## Text
▽
Wednesday, May 13, 2009

On Boxes and Boundaries

I had an email from Will, my editor at Macmillan, yesterday which was not the hoped-for offer to publish The Last Free City. On the other hand, neither was it a rejection. Instead, it was a request to linger a little longer over the decision while various factors are taken into account. One of these, reasonably enough, is the sales performance of The Dog of the North, but more interestingly there's also the consideration that they can't work out what kind of book it is (I paraphrase Will's views here).

This isn't a post about the iniquities of the publishing industry--after all, The Last Free City may still appear under the MNW banner--but instead about genre. Like it or not, books are not just 'books'. Someone has to sell them, and for that they need to have a label. It's all very well to rage about the artificiality of genre boundaries, but the fact is readers like them just as much as booksellers. Genre labels are here to stay, and that's something we all have to live with.

That isn't such good news for The Last Free City: it's a fantasy without most of the trappings of fantasy; an historical novel about a place that never existed; a romance punctuated with shocking violence; an action novel with long periods of reflection. No wonder Macmillan don't know how to sell it. Readers of fantasy, of historicals, of romance, of action, might all find much to enjoy - but equally they will find their expectations confounded at key points (I'm actually making the novel sound much better than it is here...). From an artistic point of view, I can defend this as healthy and challenging; but I can understand marketers taking a rather different perspective.
△
## Problems and tasks
a. Summarize the post on genre labels and The Last Free City in two sentences.
b. Extend the post on genre labels and The Last Free City, picking up after its final sentence.
The material after this point comes from a different source than the text.

## Data segment
▽
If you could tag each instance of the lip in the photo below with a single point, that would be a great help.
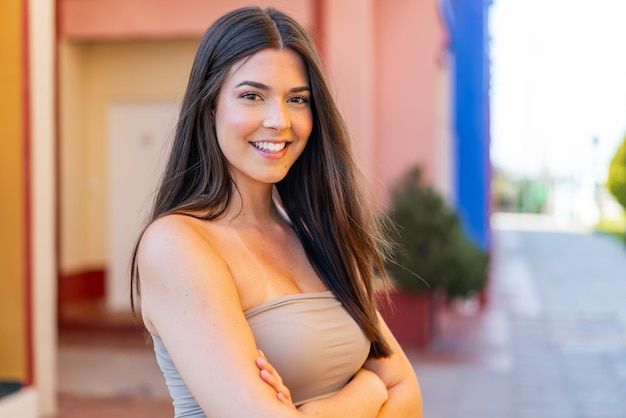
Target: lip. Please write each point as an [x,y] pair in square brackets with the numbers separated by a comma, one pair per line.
[272,155]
△
## Written answers
a. An editor at Macmillan has neither accepted nor rejected The Last Free City, delaying the decision partly over the sales of The Dog of the North and partly because the publisher cannot work out what kind of book it is. The post argues that genre labels are here to stay because readers like them as much as booksellers do, which is bad news for a novel that blends fantasy, historical fiction, romance and action and so confounds each set of expectations.

b.
The downside of the genre boxes is that it can make work which is genuinely original and contemptuous of accepted boundaries difficult to sell. Genres are self-perpetuating, self-reinforcing: the more books that are bought which fit the mould, the thicker those walls become. (This can create a different set of problems: I'm bursting with admiration for Brian McGilloway who can operate wholly within his genre boundaries and yet create something fresh and original).

So what kind of book is The Last Free City? If pushed, I'd go for that sub-genre of fantasy sometimes known as fantasy of manners. This is characterised thus:

Major influences on the subgenre include the social novels of Jane Austen, the drawing room comedies of P. G. Wodehouse, and the historical romances of Georgette Heyer. Many authors also draw from nineteenth century popular novelists such as Anthony Trollope, the Brontë sisters, and Charles Dickens. Traditional romances of swashbuckling adventure such as The Three Musketeers by Alexandre Dumas, The Scarlet Pimpernel by Baroness Orczy, or the works of Rafael Sabatini may also be influences. The Graustarkian romances typified by The Prisoner of Zenda by Anthony Hope, or George Barr McCutcheon's Graustark itself, are also of some consequence as literary precedents, as are the historical novels of Dorothy Dunnett.
A typical fantasy of manners tale will involve a romantic adventure that turns on some point of social punctilio or intrigue. Magic, fantastic races, and legendary creatures are downplayed within the genre, or dismissed entirely. Indeed, but for the fact that the settings are usually entirely fictional, some of the books considered "fantasy of manners" could be considered as historical fiction. Ellen Kushner is perhaps the definitive writer of fantasy of manners tales; almost all of her novels have some of the traits of the genre, and her homoerotic Swordspoint: A Melodrama of Manners (1987) is considered as the epitome of the genre. An earlier example, and possibly the first true fantasy of manners, is the Gormenghast series (specificially the first two books) by Mervyn Peake
Is there still a market for this kind of thing? You tell me--or better yet, tell Macmillan's marketing department!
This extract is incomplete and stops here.